----- Text block

A series of Jim Reilly's interviews with players, fans, and the people behind the scenes of the Chapman Stick. These interviews can be heard regularly on CFBX radio, 92.5 FM in Kamloops, B.C. Canada.

Tony Levin - Part II

March 3, 2002

With the Tony Levin Band
in Ferndale, Michigan
Photo by Rasa Poorman

Welcome back. Rather than go into the usual preamble, I will refer those checking this out for the first time back to part I of this interview and pick up where that left off.

JR: Let's talk about the Discipline album. As a Stick album and as an album in general it seems to be landmark both for the four players on it but also for a lot of King Crimson fans and Stick players.

TL: I think Discipline was a breakthrough album in a number of ways, certainly with my era in King Crimson. That was our first album, in ways it was the best and in ways it has influenced us ever since. Even though we're too progressive a band to go back and do more of that style, at least intentionally, we still want to have that kind of breakthrough on every album. And that's something you really can't even do, let alone every time. That's partly why King Crimson is such an intense band and being in it is such an intense experience.

----------

Exercise A: Rewrite the interview text from "A series of" down to "that left off.", putting "Levin" wherever "Tony Levin" appears.
Exercise B: According to the interview text, on which radio station can these interviews be heard regularly?

----- Data

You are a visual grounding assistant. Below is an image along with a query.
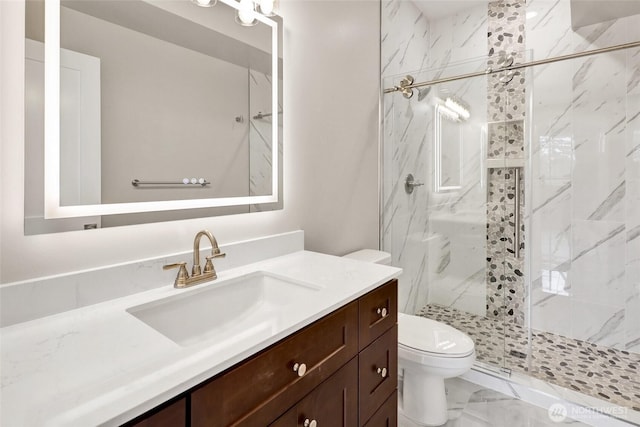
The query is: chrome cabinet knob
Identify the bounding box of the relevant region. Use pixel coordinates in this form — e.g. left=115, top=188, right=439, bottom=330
left=293, top=363, right=307, bottom=377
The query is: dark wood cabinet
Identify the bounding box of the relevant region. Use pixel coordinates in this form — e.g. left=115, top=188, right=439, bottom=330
left=126, top=397, right=187, bottom=427
left=191, top=302, right=358, bottom=427
left=122, top=280, right=398, bottom=427
left=364, top=390, right=398, bottom=427
left=358, top=325, right=398, bottom=425
left=271, top=358, right=358, bottom=427
left=358, top=279, right=398, bottom=350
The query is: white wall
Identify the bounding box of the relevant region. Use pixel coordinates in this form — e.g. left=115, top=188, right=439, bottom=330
left=0, top=0, right=380, bottom=283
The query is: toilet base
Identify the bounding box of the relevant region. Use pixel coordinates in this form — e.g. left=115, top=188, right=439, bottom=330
left=400, top=368, right=449, bottom=426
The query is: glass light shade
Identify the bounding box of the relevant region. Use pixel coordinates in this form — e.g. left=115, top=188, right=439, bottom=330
left=237, top=0, right=258, bottom=26
left=191, top=0, right=218, bottom=7
left=258, top=0, right=275, bottom=16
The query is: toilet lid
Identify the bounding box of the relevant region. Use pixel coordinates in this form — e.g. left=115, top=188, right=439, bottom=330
left=398, top=313, right=474, bottom=356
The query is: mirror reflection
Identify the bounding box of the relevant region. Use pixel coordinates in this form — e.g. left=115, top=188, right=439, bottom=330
left=25, top=0, right=282, bottom=233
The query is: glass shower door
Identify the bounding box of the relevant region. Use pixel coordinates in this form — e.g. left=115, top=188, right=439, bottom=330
left=381, top=54, right=526, bottom=369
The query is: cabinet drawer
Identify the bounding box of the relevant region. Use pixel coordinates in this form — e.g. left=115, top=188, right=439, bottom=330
left=270, top=358, right=358, bottom=427
left=359, top=325, right=398, bottom=425
left=359, top=279, right=398, bottom=350
left=191, top=301, right=358, bottom=427
left=364, top=391, right=398, bottom=427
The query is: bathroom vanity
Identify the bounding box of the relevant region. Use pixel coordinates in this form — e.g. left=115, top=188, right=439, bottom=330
left=0, top=239, right=401, bottom=427
left=127, top=280, right=398, bottom=427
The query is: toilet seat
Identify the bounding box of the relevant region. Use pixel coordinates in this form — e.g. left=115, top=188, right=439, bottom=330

----------

Written response A:
A series of Jim Reilly's interviews with players, fans, and the people behind the scenes of the Chapman Stick. These interviews can be heard regularly on CFBX radio, 92.5 FM in Kamloops, B.C. Canada.

Levin - Part II

March 3, 2002

With the Levin Band
in Ferndale, Michigan
Photo by Rasa Poorman

Welcome back. Rather than go into the usual preamble, I will refer those checking this out for the first time back to part I of this interview and pick up where that left off.

Written response B: CFBX radio, 92.5 FM in Kamloops, B.C. Canada.